• WRITTEN TASK
Extend the forum thread on choosing the NKJV over the ESV, beginning right after its final sentence.

• EXTRACTED TEXT
□ □ □ □ □

# Why choose the NKJV over the ESV (or vice-versa)



## tellville

I was asked today why someone would choose the NKJV over the ESV. They were wondering because both sound "KJVish", are both literal, and even though the NT uses different texts the NKJV makes up for this in the footnotes. 

I said I wasn't exactly sure why some people choose one over the other (I gave some reasons like text type) but that I would ask the good people over at Puritanboard. I did read some other threads that pitted NKJV vs ESV and it seemed the two primary reasons that one would choose one over the other is:

1. NKJV - one prefers the underlying NT text. 
2. ESV - Wide acceptance in the Reformed community. 

Are those the main reasons one would chose one over the other? Some people in the other thread were saying the NKJV was more literal but I'm not sure how they came up with that.


----------



## jason d

ESV itself does say it is an "essentially literal" translation. I personally like it for readability but I think the most literal (and still pretty widely used) would be NASB (and it uses the better manuscripts like the ESV does)


----------



## bug

There are other reasons, like what is the pew bible used in your church? But most likely I would think it is a textual matter, or familiarity issue, it is a natural transgression for the KJV to the NKJV.


----------



## nicnap

bug said:


> There are other reasons, like what is the pew bible used in your church? But most likely I would think it is a textual matter, or familiarity issue, it is a natural *transgression *for the KJV to the NKJV.



Some of us don't think it is a sin to use the NKJV!


----------



## JonathanHunt

My only reason is your reason number 1. A textual reason.


----------



## Bad Organist

tellville said:


> I was asked today why someone would choose the NKJV over the ESV. They were wondering because both sound "KJVish", are both literal, and even though the NT uses different texts the NKJV makes up for this in the footnotes.
> 
> I said I wasn't exactly sure why some people choose one over the other (I gave some reasons like text type) but that I would ask the good people over at Puritanboard. I did read some other threads that pitted NKJV vs ESV and it seemed the two primary reasons that one would choose one over the other is:
> 
> 1. NKJV - one prefers the underlying NT text.
> 2. ESV - Wide acceptance in the Reformed community.
> 
> Are those the main reasons one would chose one over the other? Some people in the other thread were saying the NKJV was more literal but I'm not sure how they came up with that.



Mark,

Our church went from NKJV to ESV last year. We were not told why the change was necessary, so I personally stayed with the NKJV.

I myself stuck with the NKJV because of the NT textual issue - I don't believe the church ever lost the true text, and don't believe the critical text is somehow the recovered text.

□ □ □ □ □

• SUPPLIED DATA

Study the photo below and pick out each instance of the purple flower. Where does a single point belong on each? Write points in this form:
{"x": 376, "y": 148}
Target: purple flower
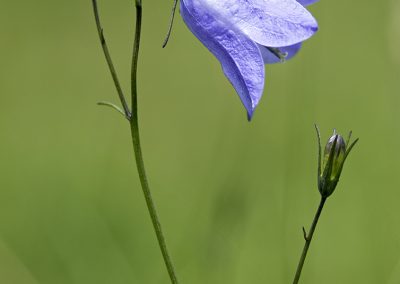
{"x": 246, "y": 34}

□ □ □ □ □

• EXERCISE ANSWER
Also, in quite a number of places, the ESV is less literal than they would have you believe. For instance, in the NT, the ESV renders the word for slave or bond-servant as servant. They correct themselves over 200 times on this very word. Probably is a reflection of how they view slavery. In the OT, the ESV drops things like, "Now it came to pass" - Ruth 1:1 etc, numerous times. It is in the NKJV, KJV and NASB. Probably just wanting to tidy up the script here. You have to wonder what else gets dropped, maybe something more important.

In some cases the ESV has made a radical departure from the KJV/NKJV/NASB. Check out Malachi 2:14-16 on divorce. You have to wonder whether there isn;t some contemporary cultural influence here. 

I personal like the idea of putting supplied words in italics, that way you get to see for the most part what is literal and what words are given to supply the sense. I much prefer this over endless footnotes.

In the end, really it comes down to whether you prefer the tradition of the KJV or the RSV. The NKJV follows the KJV, the ESV the RSV.

Arie V.
FC of Scotland
Toronto, Canada


----------



## tellville

nicnap said:


> bug said:
> 
> 
> 
> There are other reasons, like what is the pew bible used in your church? But most likely I would think it is a textual matter, or familiarity issue, it is a natural *transgression *for the KJV to the NKJV.
> 
> 
> 
> 
> Some of us don't think it is a sin to use the NKJV!
Click to expand...


 




Bad Organist said:


> Mark,
> 
> Our church went from NKJV to ESV last year. We were not told why the change was necessary, so I personally stayed with the NKJV.
> 
> I myself stuck with the NKJV because of the NT textual issue - I don't believe the church ever lost the true text, and don't believe the critical text is somehow the recovered text.
> 
> Also, in quite a number of places, the ESV is less literal than they would have you believe. For instance, in the NT, the ESV renders the word for slave or bond-servant as servant. They correct themselves over 200 times on this very word. Probably is a reflection of how they view slavery. In the OT, the ESV drops things like, "Now it came to pass" - Ruth 1:1 etc, numerous times. It is in the NKJV, KJV and NASB. Probably just wanting to tidy up the script here. You have to wonder what else gets dropped, maybe something more important.
> 
> In some cases the ESV has made a radical departure from the KJV/NKJV/NASB. Check out Malachi 2:14-16 on divorce. You have to wonder whether there isn;t some contemporary cultural influence here.
> 
> I personal like the idea of putting supplied words in italics, that way you get to see for the most part what is literal and what words are given to supply the sense. I much prefer this over endless footnotes.
> 
> In the end, really it comes down to whether you prefer the tradition of the KJV or the RSV. The NKJV follows the KJV, the ESV the RSV.
> 
> Arie V.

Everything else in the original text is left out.